::: PROVIDED MATERIAL :::
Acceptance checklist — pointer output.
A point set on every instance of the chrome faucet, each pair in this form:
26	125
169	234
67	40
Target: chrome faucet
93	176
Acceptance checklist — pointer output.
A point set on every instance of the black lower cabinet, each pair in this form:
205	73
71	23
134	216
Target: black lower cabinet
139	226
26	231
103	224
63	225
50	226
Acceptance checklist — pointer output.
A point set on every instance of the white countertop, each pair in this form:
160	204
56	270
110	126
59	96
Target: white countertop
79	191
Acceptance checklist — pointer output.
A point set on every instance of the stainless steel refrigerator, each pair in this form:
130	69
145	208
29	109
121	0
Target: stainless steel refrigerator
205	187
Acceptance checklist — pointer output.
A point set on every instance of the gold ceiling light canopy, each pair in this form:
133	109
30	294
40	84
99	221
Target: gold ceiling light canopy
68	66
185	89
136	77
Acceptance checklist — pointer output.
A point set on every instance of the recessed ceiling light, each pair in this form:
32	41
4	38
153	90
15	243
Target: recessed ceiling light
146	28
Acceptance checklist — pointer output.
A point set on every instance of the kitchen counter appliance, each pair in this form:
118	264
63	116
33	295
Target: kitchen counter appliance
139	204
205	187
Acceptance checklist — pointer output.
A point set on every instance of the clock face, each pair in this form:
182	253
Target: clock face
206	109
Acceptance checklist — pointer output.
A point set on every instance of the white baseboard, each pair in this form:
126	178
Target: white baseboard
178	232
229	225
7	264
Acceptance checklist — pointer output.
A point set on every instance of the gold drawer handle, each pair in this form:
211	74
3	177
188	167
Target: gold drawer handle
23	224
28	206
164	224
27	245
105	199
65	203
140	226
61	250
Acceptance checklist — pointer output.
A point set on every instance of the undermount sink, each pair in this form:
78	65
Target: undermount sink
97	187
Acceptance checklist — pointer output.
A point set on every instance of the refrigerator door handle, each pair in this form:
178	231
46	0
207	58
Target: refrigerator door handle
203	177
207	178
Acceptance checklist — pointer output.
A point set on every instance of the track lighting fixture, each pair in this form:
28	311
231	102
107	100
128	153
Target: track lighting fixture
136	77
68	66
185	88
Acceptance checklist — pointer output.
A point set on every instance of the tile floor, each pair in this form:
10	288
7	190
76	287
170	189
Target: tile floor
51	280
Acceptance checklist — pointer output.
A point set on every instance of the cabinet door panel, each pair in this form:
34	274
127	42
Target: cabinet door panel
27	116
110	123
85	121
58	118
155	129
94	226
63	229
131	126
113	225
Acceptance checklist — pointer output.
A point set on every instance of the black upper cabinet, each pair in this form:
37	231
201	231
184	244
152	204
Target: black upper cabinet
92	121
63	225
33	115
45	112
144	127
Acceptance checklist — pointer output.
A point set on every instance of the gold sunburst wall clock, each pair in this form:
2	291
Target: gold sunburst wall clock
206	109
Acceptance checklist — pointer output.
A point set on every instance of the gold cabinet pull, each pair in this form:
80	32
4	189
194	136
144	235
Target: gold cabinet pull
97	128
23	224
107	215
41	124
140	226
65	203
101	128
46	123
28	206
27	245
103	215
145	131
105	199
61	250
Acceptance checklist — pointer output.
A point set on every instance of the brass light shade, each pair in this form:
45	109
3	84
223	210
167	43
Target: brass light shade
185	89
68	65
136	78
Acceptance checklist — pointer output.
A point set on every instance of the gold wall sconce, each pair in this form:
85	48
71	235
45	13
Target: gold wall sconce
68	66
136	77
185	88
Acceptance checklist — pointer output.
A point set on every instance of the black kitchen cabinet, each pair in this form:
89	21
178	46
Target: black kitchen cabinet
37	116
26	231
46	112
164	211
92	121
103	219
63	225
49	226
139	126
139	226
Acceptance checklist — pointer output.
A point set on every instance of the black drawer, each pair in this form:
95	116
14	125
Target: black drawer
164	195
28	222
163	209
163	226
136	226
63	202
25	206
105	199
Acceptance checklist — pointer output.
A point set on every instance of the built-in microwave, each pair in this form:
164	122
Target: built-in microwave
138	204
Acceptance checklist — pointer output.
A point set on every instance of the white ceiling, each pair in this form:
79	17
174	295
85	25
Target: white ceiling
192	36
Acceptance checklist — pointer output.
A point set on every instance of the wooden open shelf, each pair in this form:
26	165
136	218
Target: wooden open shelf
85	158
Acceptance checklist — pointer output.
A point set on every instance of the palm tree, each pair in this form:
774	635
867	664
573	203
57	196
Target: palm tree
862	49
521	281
:::
### TASK REQUIREMENTS
Write out all the records above again, exactly as they stand.

### COMPLETE ANSWER
Acceptance checklist — pointer output.
A point set on every instance of the chrome faucet, each pair in this form:
26	125
169	234
67	40
Target: chrome faucet
93	176
Acceptance checklist — pointer output.
A point set on every instance of the black lower cabinet, each pair in this form:
205	73
71	23
134	216
Target: black lower cabinet
139	226
26	231
103	224
63	225
50	226
Acceptance checklist — pointer output.
A point set on every instance of the white countertop, each pair in this form:
160	204
56	270
110	126
59	96
Target: white countertop
79	191
Acceptance checklist — pointer output.
A point set on every instance of the stainless steel refrigerator, each pair in this form:
130	69
145	208
29	109
121	0
Target: stainless steel refrigerator
205	187
Acceptance checklist — pointer output.
A point set on every instance of the gold ceiling light canopy, each pair in this form:
133	109
30	294
40	84
99	221
Target: gold ceiling light canopy
68	66
185	89
136	77
Acceptance checklist — pointer output.
A point set on every instance of the recessed ceiling light, each pair in this form:
32	41
4	38
153	90
15	243
Target: recessed ceiling light
146	28
Acceptance checklist — pointer output.
A point set on every instance of the kitchen counter appliance, each pair in this form:
118	264
63	116
33	295
Target: kitchen counter appliance
139	204
205	187
Acceptance checklist — pointer output.
A point set on every instance of the clock face, each pair in this form:
182	253
Target: clock face
206	109
Acceptance checklist — pointer output.
A point set on every instance of the white baseboard, each pair in this form:
126	178
Target: white baseboard
178	232
229	225
7	264
Acceptance checklist — pointer output.
A point set on every instance of the gold drawer handle, each pair in this form:
211	74
3	177
188	167
Target: gold drawer handle
23	224
28	206
164	224
27	245
105	199
65	203
140	226
61	250
Acceptance checklist — pointer output.
A point set on every instance of the undermount sink, each pair in this form:
78	65
Target: undermount sink
97	187
Acceptance checklist — pointer output.
A point set on every instance of the refrigerator door handle, each pair in this form:
178	231
46	0
207	58
Target: refrigerator door handle
203	177
207	178
Acceptance checklist — pointer output.
A point set on every instance of the track lighting fixture, each pair in this form:
28	311
231	102
107	100
128	153
Target: track lighting fixture
136	77
68	66
185	88
Acceptance checklist — pointer output.
A point set on every instance of the tile floor, each pair in this form:
10	288
7	190
76	287
170	189
Target: tile floor
51	280
Acceptance checklist — pointer output.
A point set on every instance of the cabinet door panel, each pair in this form:
34	274
127	42
Target: cabinet door panel
27	116
110	123
85	121
58	118
155	129
94	226
63	229
131	126
113	225
Acceptance checklist — pointer output.
A point set on every instance of the black upper cabinet, each pair in this form:
37	231
201	231
184	244
152	204
Target: black upper cabinet
92	121
63	225
33	115
45	112
144	127
Acceptance checklist — pointer output.
A point set on every instance of the gold sunburst wall clock, each pair in this form:
2	291
Target: gold sunburst wall clock
206	109
Acceptance checklist — pointer output.
A point set on every instance of the gold cabinet pull, each pair in this form:
80	32
4	189
194	136
144	235
Target: gold cabinet pull
97	128
23	224
107	215
41	124
140	226
65	203
101	128
46	123
28	206
27	245
103	215
145	131
105	199
61	250
Acceptance checklist — pointer output.
A point set on every instance of the brass light shade, each pair in this form:
45	109
3	84
223	210
167	43
Target: brass light shade
185	89
68	65
136	78
Acceptance checklist — pointer output.
A point set on every instance of the gold wall sconce, each pair in this form:
85	48
71	235
45	13
Target: gold wall sconce
68	66
136	77
185	88
Acceptance checklist — pointer output.
A point set on every instance of the black kitchen cabinet, each pair in this form:
89	21
178	46
Target: black kitchen cabinet
37	116
26	231
46	112
164	211
92	121
103	219
63	225
49	226
139	126
139	226
Acceptance checklist — pointer output.
A point set on every instance of the black drawer, each pair in this form:
95	116
14	125
Target: black drawer
164	195
28	222
163	209
163	226
136	226
63	202
25	206
105	199
Acceptance checklist — pointer output.
A point set on every instance of the built-in microwave, each pair in this form:
164	122
Target: built-in microwave
138	204
Acceptance checklist — pointer output.
A point set on every instance of the white ceiling, each pair in this form:
79	17
174	295
85	25
Target: white ceiling
192	36
Acceptance checklist — pointer output.
A point set on every instance of the wooden open shelf, each pair in this form:
26	165
136	218
Target: wooden open shelf
85	158
Acceptance checklist — pointer output.
A point set on every instance of the palm tree, each pair in this form:
774	635
867	664
573	203
57	196
Target: palm tree
862	49
521	281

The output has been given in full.